» Written request
Could you copy every one of the items below word for word, without the pictures?

======

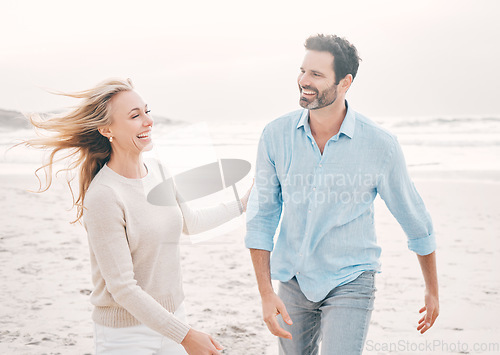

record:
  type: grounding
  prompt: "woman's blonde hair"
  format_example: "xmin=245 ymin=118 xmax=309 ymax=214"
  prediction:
xmin=19 ymin=78 xmax=134 ymax=223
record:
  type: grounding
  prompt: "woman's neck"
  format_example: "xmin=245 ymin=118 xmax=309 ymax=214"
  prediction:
xmin=107 ymin=152 xmax=148 ymax=179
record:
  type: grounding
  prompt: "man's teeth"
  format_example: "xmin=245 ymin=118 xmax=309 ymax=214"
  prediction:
xmin=137 ymin=132 xmax=151 ymax=138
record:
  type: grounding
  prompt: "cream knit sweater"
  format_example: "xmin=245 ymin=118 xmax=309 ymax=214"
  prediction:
xmin=83 ymin=159 xmax=241 ymax=343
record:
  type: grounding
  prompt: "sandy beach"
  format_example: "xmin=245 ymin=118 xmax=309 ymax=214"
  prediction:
xmin=0 ymin=172 xmax=500 ymax=355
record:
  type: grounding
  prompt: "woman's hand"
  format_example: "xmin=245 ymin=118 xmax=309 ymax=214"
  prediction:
xmin=181 ymin=328 xmax=224 ymax=355
xmin=240 ymin=179 xmax=255 ymax=212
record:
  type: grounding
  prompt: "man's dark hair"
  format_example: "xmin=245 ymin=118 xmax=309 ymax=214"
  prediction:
xmin=304 ymin=34 xmax=361 ymax=84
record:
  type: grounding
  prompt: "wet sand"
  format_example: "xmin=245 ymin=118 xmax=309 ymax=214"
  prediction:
xmin=0 ymin=174 xmax=500 ymax=355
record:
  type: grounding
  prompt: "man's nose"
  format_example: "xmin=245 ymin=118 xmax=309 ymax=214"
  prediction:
xmin=299 ymin=74 xmax=311 ymax=87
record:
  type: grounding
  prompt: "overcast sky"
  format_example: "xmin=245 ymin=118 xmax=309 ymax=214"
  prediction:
xmin=0 ymin=0 xmax=500 ymax=121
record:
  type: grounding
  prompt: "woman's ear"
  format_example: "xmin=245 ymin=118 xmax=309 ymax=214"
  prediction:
xmin=97 ymin=127 xmax=113 ymax=139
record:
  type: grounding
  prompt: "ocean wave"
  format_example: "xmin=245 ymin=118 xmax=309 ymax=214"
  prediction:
xmin=379 ymin=116 xmax=500 ymax=128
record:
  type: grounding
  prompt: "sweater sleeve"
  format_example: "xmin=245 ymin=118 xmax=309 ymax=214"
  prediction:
xmin=83 ymin=185 xmax=190 ymax=343
xmin=176 ymin=190 xmax=242 ymax=234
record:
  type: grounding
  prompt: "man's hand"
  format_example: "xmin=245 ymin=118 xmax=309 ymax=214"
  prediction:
xmin=181 ymin=328 xmax=224 ymax=355
xmin=262 ymin=292 xmax=293 ymax=339
xmin=417 ymin=251 xmax=439 ymax=334
xmin=417 ymin=289 xmax=439 ymax=334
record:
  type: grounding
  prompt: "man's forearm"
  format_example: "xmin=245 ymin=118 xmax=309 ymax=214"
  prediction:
xmin=417 ymin=251 xmax=438 ymax=295
xmin=250 ymin=249 xmax=274 ymax=296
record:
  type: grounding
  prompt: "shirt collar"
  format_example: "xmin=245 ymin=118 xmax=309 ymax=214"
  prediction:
xmin=297 ymin=100 xmax=356 ymax=138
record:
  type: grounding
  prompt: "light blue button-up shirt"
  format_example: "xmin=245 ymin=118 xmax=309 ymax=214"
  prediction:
xmin=245 ymin=102 xmax=436 ymax=302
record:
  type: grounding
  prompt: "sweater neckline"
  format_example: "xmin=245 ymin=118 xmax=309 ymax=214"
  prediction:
xmin=103 ymin=161 xmax=153 ymax=185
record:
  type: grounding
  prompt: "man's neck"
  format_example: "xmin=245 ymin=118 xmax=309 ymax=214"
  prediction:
xmin=309 ymin=99 xmax=347 ymax=138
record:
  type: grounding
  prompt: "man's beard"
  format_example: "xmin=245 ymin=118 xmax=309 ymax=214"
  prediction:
xmin=299 ymin=84 xmax=337 ymax=110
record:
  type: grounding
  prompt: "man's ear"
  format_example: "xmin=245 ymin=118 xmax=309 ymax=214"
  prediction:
xmin=340 ymin=74 xmax=353 ymax=92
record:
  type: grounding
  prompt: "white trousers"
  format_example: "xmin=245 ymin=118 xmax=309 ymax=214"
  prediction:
xmin=94 ymin=303 xmax=187 ymax=355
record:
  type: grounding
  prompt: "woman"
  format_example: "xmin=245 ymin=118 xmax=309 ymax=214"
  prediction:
xmin=25 ymin=79 xmax=248 ymax=355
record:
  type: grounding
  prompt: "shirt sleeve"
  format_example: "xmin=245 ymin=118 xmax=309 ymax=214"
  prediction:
xmin=245 ymin=128 xmax=283 ymax=251
xmin=377 ymin=139 xmax=436 ymax=255
xmin=83 ymin=185 xmax=190 ymax=343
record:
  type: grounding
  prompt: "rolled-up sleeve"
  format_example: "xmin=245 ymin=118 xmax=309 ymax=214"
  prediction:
xmin=377 ymin=138 xmax=436 ymax=255
xmin=245 ymin=128 xmax=283 ymax=251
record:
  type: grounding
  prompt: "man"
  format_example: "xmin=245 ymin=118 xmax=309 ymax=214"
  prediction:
xmin=245 ymin=35 xmax=439 ymax=355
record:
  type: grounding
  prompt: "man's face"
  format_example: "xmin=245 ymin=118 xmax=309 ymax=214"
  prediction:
xmin=297 ymin=50 xmax=338 ymax=110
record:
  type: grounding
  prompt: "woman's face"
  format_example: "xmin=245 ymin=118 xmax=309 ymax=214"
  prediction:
xmin=109 ymin=90 xmax=153 ymax=154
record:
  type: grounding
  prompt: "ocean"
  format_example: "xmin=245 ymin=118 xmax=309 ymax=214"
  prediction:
xmin=0 ymin=117 xmax=500 ymax=180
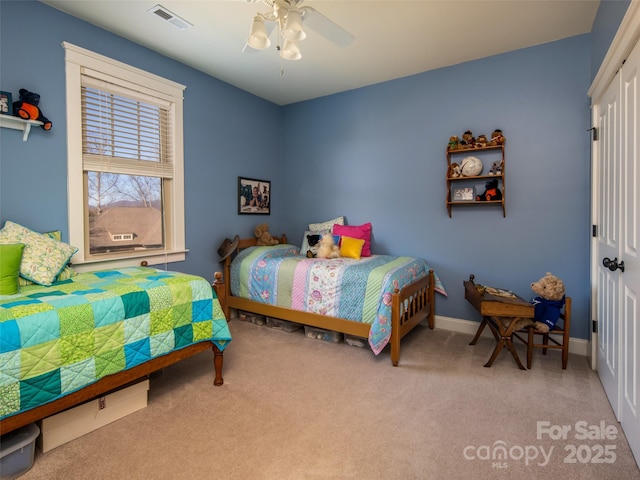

======

» Exercise output
record:
  type: grounding
  prompt: "woman's blonde hair"
  format_example: "xmin=245 ymin=118 xmax=309 ymax=214"
  prediction:
xmin=19 ymin=78 xmax=134 ymax=223
record:
  type: grounding
  prompt: "woman's neck"
  format_example: "xmin=245 ymin=118 xmax=309 ymax=214"
  prediction:
xmin=107 ymin=152 xmax=148 ymax=179
record:
  type: grounding
  prompt: "man's teeth"
  format_example: "xmin=245 ymin=118 xmax=309 ymax=214"
  prediction:
xmin=137 ymin=132 xmax=151 ymax=138
record:
  type: grounding
  prompt: "cream knit sweater"
  format_example: "xmin=245 ymin=118 xmax=309 ymax=214"
  prediction:
xmin=83 ymin=159 xmax=241 ymax=343
record:
  type: grounding
  prompt: "sandy beach"
  format_example: "xmin=245 ymin=118 xmax=309 ymax=214"
  prediction:
xmin=0 ymin=172 xmax=500 ymax=355
record:
  type: grounding
  prompt: "woman's hand"
  format_example: "xmin=245 ymin=118 xmax=309 ymax=214"
  prediction:
xmin=181 ymin=328 xmax=224 ymax=355
xmin=240 ymin=179 xmax=255 ymax=212
record:
  type: grounding
  prompt: "man's dark hair"
  format_example: "xmin=245 ymin=118 xmax=309 ymax=214"
  prediction:
xmin=304 ymin=34 xmax=361 ymax=84
record:
  type: grounding
  prompt: "wet sand"
  format_example: "xmin=245 ymin=118 xmax=309 ymax=214"
  prediction:
xmin=0 ymin=174 xmax=500 ymax=355
record:
  type: grounding
  prompt: "man's nose"
  format_example: "xmin=245 ymin=118 xmax=309 ymax=214"
  prediction:
xmin=299 ymin=74 xmax=311 ymax=87
record:
  type: grounding
  prompt: "overcast sky"
  format_example: "xmin=245 ymin=118 xmax=309 ymax=214"
  prediction:
xmin=0 ymin=0 xmax=500 ymax=121
record:
  type: grounding
  prompt: "woman's ear"
  format_example: "xmin=245 ymin=118 xmax=309 ymax=214"
  prediction:
xmin=97 ymin=127 xmax=113 ymax=139
record:
  type: grounding
  prompt: "ocean wave"
  format_example: "xmin=245 ymin=118 xmax=309 ymax=214"
  prediction:
xmin=379 ymin=116 xmax=500 ymax=128
record:
  type: grounding
  prompt: "sweater sleeve"
  format_example: "xmin=245 ymin=118 xmax=309 ymax=214"
  prediction:
xmin=83 ymin=185 xmax=190 ymax=343
xmin=176 ymin=190 xmax=242 ymax=234
record:
  type: grounding
  prompt: "man's hand"
  format_example: "xmin=245 ymin=118 xmax=309 ymax=214"
  prediction:
xmin=181 ymin=328 xmax=224 ymax=355
xmin=262 ymin=292 xmax=293 ymax=339
xmin=417 ymin=251 xmax=439 ymax=334
xmin=417 ymin=289 xmax=439 ymax=334
record:
  type: grounding
  prompt: "man's forearm"
  format_example: "xmin=245 ymin=118 xmax=309 ymax=214"
  prediction:
xmin=417 ymin=251 xmax=438 ymax=295
xmin=250 ymin=249 xmax=274 ymax=296
record:
  type: grounding
  prompt: "shirt collar"
  format_example: "xmin=245 ymin=118 xmax=309 ymax=214"
  prediction:
xmin=297 ymin=100 xmax=356 ymax=138
record:
  type: grounding
  prompt: "light blue button-up shirt"
  format_example: "xmin=245 ymin=118 xmax=309 ymax=214"
  prediction:
xmin=245 ymin=102 xmax=436 ymax=302
record:
  type: grounding
  prompt: "sweater neckline"
  format_example: "xmin=245 ymin=118 xmax=309 ymax=214"
  prediction:
xmin=103 ymin=161 xmax=153 ymax=185
record:
  type: grounding
  prompt: "man's neck"
  format_example: "xmin=245 ymin=118 xmax=309 ymax=214"
  prediction:
xmin=309 ymin=99 xmax=347 ymax=138
record:
  type: grounding
  prompt: "man's beard"
  format_example: "xmin=245 ymin=118 xmax=309 ymax=214"
  prediction:
xmin=299 ymin=84 xmax=337 ymax=110
record:
  type: grounding
  prompt: "man's ear"
  format_example: "xmin=245 ymin=118 xmax=309 ymax=214"
  prediction:
xmin=340 ymin=74 xmax=353 ymax=92
record:
  type: grounding
  prompt: "white trousers"
  format_example: "xmin=245 ymin=118 xmax=309 ymax=214"
  prediction:
xmin=94 ymin=303 xmax=187 ymax=355
record:
  type: grounding
  prompt: "woman"
  format_example: "xmin=245 ymin=118 xmax=309 ymax=214"
  prediction:
xmin=25 ymin=79 xmax=248 ymax=355
record:
  type: grounding
  prompt: "shirt sleeve"
  format_example: "xmin=245 ymin=118 xmax=309 ymax=214"
  prediction:
xmin=245 ymin=128 xmax=283 ymax=251
xmin=377 ymin=139 xmax=436 ymax=255
xmin=83 ymin=185 xmax=190 ymax=343
record:
  type: grounding
  prompt: "rolled-up sleeve"
  format_example: "xmin=245 ymin=118 xmax=309 ymax=214"
  prediction:
xmin=377 ymin=138 xmax=436 ymax=255
xmin=245 ymin=128 xmax=283 ymax=251
record:
  type: grounding
  prompt: "man"
  format_example: "xmin=245 ymin=118 xmax=309 ymax=214"
  prediction:
xmin=245 ymin=35 xmax=439 ymax=355
record:
  type: grounding
  prompt: "man's face"
  format_example: "xmin=245 ymin=118 xmax=309 ymax=214"
  prediction:
xmin=297 ymin=50 xmax=338 ymax=110
record:
  type: grounding
  prompt: "woman's face"
  format_example: "xmin=245 ymin=118 xmax=309 ymax=214"
  prediction:
xmin=109 ymin=90 xmax=153 ymax=154
record:
  type: grounding
  prompt: "ocean"
  format_example: "xmin=245 ymin=118 xmax=309 ymax=214"
  prediction:
xmin=0 ymin=117 xmax=500 ymax=180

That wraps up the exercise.